To-do list:
a) In the forum thread about literary devices, what linguistics term does one reply give for words you can only understand by knowing the context, such as time and place?
b) Write out the part of the forum thread on literary devices starting at "Posted by Anonymous on Mon, 04/20/2015 - 09:09" and ending at "said at once?".

Posted by Anonymous on Thu, 04/23/2015 - 19:05
What is it called when an

What is it called when an author uses specific words to tell time, such as, "Then it happened." These specific words allow the readers to assume that something happened immediately. What is this literary device called if it even exists? Thanks.

Posted by Anonymous on Mon, 04/20/2015 - 22:45
The term in linguistics that

The term in linguistics that describes this is deixis--when you have to know the context, particularly time and place, in order to understand the meaning of a word.

Back in 10 minutes. (when did the clock start ticking?)
Put the book over there. (where is "there"?)

Posted by Anonymous on Thu, 05/14/2015 - 22:34
please help me

what language device is this
"even her name sounded sweet"
it's from the secret river by kate grenville

Posted by Anonymous on Sat, 04/18/2015 - 12:50
it's alliteration

"sounded sweet", that's alliteration. the repetition of a sound

Posted by Anonymous on Tue, 04/21/2015 - 21:00
story to sum up person

what is the name of the kind of story which sums up, with one incident, the entire personality of the character? one incident which reveals the person's values.

Posted by Anonymous on Thu, 04/16/2015 - 14:45
What literary device is this?

"And stole my heart away completely"

Posted by Anonymous on Wed, 04/15/2015 - 04:53
personification / figurative

personification / figurative language etc

Posted by Anonymous on Mon, 04/20/2015 - 09:09
What liteary device is being used?

Their voices knotted and tangled, blocking one another so that everything and nothing was being said at once?

Posted by Anonymous on Tue, 04/14/2015 - 00:32
I think it's an oxymoron

"everything and nothing being said at once", that's an oxymoron.

Posted by Anonymous on Tue, 04/21/2015 - 21:02
idiom

My English etcher told us about something called an idiom but I can't remember what is was. so what is an idiom?

Given data:

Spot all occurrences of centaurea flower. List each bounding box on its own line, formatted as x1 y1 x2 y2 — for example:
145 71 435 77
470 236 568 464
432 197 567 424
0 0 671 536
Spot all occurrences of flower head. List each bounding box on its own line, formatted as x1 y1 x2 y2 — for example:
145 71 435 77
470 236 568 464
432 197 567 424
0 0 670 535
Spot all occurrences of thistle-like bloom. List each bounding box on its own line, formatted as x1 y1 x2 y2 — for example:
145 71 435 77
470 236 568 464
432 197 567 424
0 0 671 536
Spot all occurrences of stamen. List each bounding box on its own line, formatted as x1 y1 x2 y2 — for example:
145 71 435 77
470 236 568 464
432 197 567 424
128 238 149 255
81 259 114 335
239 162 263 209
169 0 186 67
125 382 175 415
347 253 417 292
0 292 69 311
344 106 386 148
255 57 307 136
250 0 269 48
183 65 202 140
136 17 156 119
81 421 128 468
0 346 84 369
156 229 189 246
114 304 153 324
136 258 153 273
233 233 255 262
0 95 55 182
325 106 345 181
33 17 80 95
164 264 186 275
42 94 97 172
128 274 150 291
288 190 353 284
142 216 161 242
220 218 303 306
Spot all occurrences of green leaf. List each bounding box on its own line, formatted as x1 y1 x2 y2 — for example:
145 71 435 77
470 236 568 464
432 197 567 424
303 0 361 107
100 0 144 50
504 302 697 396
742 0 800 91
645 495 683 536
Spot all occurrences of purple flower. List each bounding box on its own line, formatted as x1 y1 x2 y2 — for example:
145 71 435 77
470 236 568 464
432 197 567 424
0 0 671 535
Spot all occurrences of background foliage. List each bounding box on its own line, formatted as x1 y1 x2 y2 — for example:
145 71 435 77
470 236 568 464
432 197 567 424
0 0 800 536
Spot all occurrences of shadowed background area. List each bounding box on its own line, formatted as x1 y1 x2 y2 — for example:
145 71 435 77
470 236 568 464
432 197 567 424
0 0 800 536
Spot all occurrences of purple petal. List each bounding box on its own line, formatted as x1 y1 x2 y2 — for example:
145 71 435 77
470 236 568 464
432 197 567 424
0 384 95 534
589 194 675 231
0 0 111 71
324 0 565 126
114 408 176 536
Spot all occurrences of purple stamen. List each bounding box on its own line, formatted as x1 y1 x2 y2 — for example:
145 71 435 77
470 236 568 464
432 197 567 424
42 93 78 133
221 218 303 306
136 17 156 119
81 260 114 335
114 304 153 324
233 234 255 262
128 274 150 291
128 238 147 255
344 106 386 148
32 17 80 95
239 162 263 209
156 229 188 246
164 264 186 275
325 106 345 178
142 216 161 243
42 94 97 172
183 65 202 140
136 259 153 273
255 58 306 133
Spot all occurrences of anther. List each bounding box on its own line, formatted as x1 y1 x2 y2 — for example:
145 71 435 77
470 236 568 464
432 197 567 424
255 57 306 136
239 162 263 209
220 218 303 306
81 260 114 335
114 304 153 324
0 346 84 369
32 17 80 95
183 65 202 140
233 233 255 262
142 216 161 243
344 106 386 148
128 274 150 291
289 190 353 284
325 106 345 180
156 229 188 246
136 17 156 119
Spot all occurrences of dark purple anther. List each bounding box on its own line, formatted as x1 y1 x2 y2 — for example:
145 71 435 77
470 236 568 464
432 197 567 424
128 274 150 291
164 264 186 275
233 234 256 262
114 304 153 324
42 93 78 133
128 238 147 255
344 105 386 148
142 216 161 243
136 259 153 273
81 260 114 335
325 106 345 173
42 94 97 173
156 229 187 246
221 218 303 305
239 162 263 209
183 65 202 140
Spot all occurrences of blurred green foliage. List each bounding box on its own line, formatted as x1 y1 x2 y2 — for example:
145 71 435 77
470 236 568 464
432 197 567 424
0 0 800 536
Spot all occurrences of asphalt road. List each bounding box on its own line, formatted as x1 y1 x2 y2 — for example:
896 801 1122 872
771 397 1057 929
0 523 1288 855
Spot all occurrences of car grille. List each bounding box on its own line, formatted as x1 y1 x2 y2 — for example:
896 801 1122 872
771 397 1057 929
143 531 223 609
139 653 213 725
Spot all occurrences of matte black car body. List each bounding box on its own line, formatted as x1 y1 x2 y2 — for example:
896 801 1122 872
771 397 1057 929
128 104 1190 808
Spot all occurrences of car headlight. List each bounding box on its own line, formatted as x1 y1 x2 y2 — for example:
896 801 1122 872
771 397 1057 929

Solutions to the tasks:
a) Deixis.

b)
Posted by Anonymous on Mon, 04/20/2015 - 09:09
What liteary device is being used?

Their voices knotted and tangled, blocking one another so that everything and nothing was being said at once?